Data lines
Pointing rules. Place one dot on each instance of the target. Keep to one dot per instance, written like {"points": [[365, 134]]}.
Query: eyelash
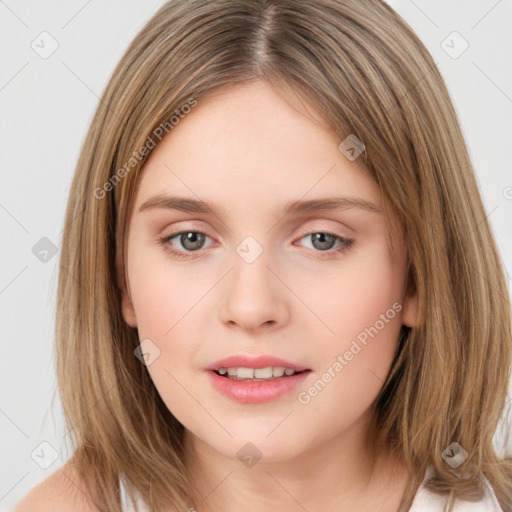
{"points": [[345, 245]]}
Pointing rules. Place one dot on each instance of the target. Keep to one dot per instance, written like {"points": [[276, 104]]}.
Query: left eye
{"points": [[324, 241]]}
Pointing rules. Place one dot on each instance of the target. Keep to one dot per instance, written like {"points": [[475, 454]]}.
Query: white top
{"points": [[424, 500]]}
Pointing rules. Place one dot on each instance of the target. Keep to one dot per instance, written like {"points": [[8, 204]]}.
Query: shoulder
{"points": [[62, 491], [428, 501]]}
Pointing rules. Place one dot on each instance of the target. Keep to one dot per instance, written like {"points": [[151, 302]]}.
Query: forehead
{"points": [[248, 144]]}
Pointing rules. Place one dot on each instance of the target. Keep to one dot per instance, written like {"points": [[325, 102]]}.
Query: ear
{"points": [[126, 301], [410, 310]]}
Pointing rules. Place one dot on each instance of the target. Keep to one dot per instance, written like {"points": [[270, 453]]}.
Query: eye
{"points": [[190, 241], [324, 241], [193, 241]]}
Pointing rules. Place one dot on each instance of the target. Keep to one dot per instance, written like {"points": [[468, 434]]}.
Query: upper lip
{"points": [[246, 361]]}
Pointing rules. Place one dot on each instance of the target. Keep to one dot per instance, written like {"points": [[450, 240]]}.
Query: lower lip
{"points": [[255, 392]]}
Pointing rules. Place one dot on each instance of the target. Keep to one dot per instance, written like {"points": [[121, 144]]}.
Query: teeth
{"points": [[256, 373], [263, 373]]}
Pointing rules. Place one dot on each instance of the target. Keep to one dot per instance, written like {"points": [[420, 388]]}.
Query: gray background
{"points": [[46, 105]]}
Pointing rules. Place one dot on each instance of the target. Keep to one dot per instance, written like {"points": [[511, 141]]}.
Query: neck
{"points": [[343, 472]]}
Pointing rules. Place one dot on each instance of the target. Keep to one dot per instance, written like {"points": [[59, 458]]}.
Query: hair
{"points": [[364, 71]]}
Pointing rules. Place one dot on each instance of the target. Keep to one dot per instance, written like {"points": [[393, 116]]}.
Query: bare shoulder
{"points": [[61, 491]]}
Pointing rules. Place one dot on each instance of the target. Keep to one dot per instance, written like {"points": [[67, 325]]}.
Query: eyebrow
{"points": [[190, 205]]}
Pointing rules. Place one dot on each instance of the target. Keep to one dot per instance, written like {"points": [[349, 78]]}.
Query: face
{"points": [[316, 288]]}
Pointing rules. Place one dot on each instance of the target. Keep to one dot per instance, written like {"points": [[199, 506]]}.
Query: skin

### WORK TO COMPLETE
Report each line of the records that contains the string "shoulder". Case counts.

### ANSWER IN FULL
Query: shoulder
Query: bare shoulder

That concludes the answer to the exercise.